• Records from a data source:
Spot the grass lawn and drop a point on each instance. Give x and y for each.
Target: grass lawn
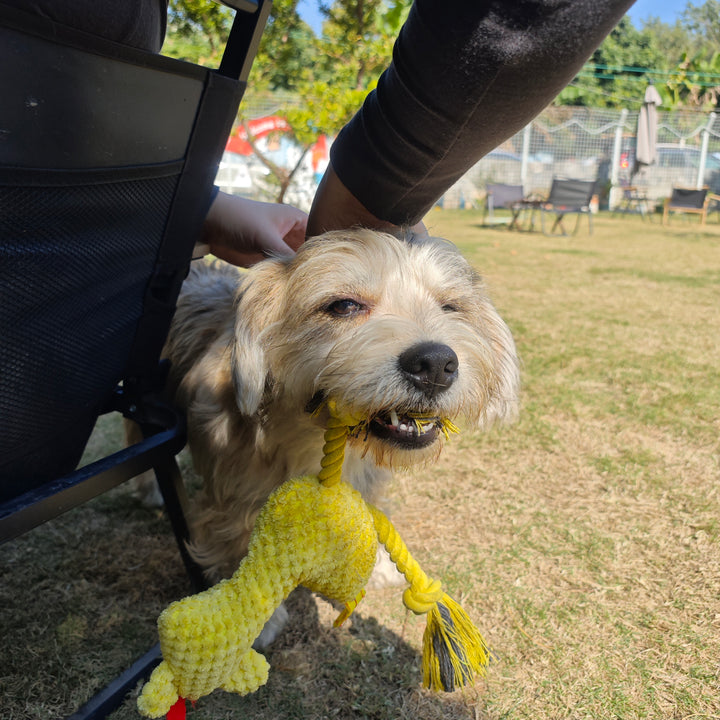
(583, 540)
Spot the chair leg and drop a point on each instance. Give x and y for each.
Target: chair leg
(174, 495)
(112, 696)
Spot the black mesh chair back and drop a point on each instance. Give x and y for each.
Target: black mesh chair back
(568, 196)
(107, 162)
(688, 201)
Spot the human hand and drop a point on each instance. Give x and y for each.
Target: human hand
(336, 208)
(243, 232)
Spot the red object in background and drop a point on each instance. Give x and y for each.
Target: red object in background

• Your task: Rewrite all the items above, replacing "drop a point" with "place a point" throughout and keeping everything else the same. Leave the pictures out of your answer.

• Exercise result:
Spot the grass lawn and place a point on each instance. Give x and y for each.
Target: grass lawn
(583, 540)
Spot the chair leg and place a point on each instance. Give x and y for each.
Target: chair leg
(174, 495)
(112, 696)
Spot the black mesh chair back and place a point on each instance. Give x and y for each.
Target: black mesh chair back
(568, 196)
(107, 162)
(688, 201)
Spot the human hand and place a point on each instance. Give x and y for each.
Target: human hand
(336, 208)
(243, 232)
Spot the red object in background and place a point on each instance. Give x and y for each.
Target: red object in background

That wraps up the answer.